* _Text block_:
As backyard grills fire up for the Fourth of July, one thing is clear: Americans no longer have a beef with beef.
Thanks to lower prices, more disposable income and a guarded thumbs-up from the wellness community, the once-maligned meat is now seen by many shoppers and diners as an ingredient in a well-balanced and even trendy diet.
Americans ate an average 55.6 pounds of beef in 2016, up from 54 pounds in 2015, according to the Department of Agriculture. This comes after a decade during which U.S. beef consumption plummeted 15%.
For much of the decade, consumption sank as costs rose. Beef prices soared 50% between 2006 and 2016. Competing meats, like chicken and pork, rose in price, too, but not by as much.
Now, the golden age of meat has arrived.
"We’re in a much better place now than we were 10 years when we had the recession," said Altin Kalo, an economist with Steiner Consulting in Manchester, N.H.
The big reason is producers' costs have fallen dramatically for commodities like oil, needed to transport livestock, and corn, for feed.
Meat's popularity is expected to keep rising, with U.S. sales seen just shy of the $100 billion mark in four years, according to the market research firm Packaged Facts.
The burger is experiencing comeback, thanks to the rise of the craft version, which has trickled down to the fast-food industry, like McDonald’s new Signature Crafted Recipes. Once relegated to backyards on weekends, barbecue has become a movement all its own, complete with dedicated food trucks, citywide festivals and the honorific "pitmaster." Meat smoking has become a competitive art form and jerky is on-trend.
As beef has gotten cheaper, fast-food burger restaurants like McDonald's, Burger King and Wendy's have had greater leeway in discounting.
"That has driven traffic to those guys," said Will Slabaugh, an analyst with Stephens, a financial services firm based in Little Rock, Ark. "Cheap beef, in general, allows you to discount other things as well, because your costs are lower. That’s why you're seeing dollar drinks and coffees at McDonald's and $1.49 (chicken) nuggets at Burger King."

* _Entries shown_:
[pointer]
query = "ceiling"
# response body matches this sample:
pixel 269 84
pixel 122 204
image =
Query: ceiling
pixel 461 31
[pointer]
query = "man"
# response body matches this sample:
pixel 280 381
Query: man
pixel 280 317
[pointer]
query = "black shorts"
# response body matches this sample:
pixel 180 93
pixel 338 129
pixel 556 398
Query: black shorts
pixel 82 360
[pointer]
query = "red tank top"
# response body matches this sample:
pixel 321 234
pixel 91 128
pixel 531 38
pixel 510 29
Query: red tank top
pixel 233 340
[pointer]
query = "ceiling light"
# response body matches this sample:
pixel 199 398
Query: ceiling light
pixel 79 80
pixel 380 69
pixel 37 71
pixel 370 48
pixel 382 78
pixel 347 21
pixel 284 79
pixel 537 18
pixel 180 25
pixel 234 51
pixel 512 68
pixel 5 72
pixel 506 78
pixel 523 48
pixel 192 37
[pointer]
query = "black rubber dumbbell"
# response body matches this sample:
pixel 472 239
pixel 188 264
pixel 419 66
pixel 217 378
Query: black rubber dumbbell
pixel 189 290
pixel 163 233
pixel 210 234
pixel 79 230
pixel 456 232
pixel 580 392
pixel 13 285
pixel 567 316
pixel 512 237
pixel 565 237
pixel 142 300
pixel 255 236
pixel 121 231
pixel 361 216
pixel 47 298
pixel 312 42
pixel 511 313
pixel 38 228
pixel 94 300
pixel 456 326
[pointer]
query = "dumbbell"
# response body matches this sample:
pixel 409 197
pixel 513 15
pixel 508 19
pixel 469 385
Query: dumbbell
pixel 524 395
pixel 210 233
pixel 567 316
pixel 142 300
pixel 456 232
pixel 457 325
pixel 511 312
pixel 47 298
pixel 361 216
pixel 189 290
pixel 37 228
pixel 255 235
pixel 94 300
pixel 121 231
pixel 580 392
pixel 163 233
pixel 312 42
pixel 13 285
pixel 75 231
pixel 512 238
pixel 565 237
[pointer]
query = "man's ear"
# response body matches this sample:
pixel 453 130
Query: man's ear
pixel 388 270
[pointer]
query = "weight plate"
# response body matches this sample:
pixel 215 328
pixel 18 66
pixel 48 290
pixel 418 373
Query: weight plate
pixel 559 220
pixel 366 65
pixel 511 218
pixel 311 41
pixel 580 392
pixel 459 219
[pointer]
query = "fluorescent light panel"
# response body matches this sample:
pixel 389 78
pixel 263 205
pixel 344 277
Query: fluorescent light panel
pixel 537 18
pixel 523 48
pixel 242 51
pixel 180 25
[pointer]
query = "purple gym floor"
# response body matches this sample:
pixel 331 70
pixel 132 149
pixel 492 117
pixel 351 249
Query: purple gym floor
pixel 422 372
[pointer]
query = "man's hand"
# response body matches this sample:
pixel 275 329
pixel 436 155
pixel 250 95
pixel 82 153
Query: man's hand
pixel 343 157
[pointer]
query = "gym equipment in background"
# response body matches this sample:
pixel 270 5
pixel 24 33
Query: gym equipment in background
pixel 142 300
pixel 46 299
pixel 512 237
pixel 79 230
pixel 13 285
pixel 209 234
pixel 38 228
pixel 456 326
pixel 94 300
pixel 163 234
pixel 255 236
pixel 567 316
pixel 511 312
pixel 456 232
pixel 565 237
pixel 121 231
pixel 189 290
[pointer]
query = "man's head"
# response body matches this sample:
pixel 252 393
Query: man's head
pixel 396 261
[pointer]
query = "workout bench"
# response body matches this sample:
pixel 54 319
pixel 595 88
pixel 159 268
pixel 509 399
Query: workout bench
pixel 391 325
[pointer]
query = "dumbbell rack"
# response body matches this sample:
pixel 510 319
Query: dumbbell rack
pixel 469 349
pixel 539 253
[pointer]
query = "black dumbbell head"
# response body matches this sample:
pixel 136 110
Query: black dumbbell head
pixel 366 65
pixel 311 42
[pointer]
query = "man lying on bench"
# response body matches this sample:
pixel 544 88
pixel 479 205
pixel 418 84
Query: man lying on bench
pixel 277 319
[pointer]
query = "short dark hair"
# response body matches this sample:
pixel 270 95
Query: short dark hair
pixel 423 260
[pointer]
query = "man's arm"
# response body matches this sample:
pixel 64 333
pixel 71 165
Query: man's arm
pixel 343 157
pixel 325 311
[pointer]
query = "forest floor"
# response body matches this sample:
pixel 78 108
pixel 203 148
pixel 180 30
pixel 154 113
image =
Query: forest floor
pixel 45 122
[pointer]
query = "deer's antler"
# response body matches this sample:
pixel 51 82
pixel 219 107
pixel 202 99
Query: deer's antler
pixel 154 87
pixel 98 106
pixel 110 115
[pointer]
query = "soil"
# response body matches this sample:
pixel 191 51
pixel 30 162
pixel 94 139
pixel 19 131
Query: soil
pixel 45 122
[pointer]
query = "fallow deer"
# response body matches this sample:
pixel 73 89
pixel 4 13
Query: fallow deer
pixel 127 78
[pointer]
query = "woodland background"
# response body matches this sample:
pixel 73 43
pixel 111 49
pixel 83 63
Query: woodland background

* _What you are asked to do_: Quote the part of the beef article that begins with the words containing "For much of" and ends with "corn, for feed.". These records have nothing to do with the beef article.

* _Completed exercise_:
For much of the decade, consumption sank as costs rose. Beef prices soared 50% between 2006 and 2016. Competing meats, like chicken and pork, rose in price, too, but not by as much.
Now, the golden age of meat has arrived.
"We’re in a much better place now than we were 10 years when we had the recession," said Altin Kalo, an economist with Steiner Consulting in Manchester, N.H.
The big reason is producers' costs have fallen dramatically for commodities like oil, needed to transport livestock, and corn, for feed.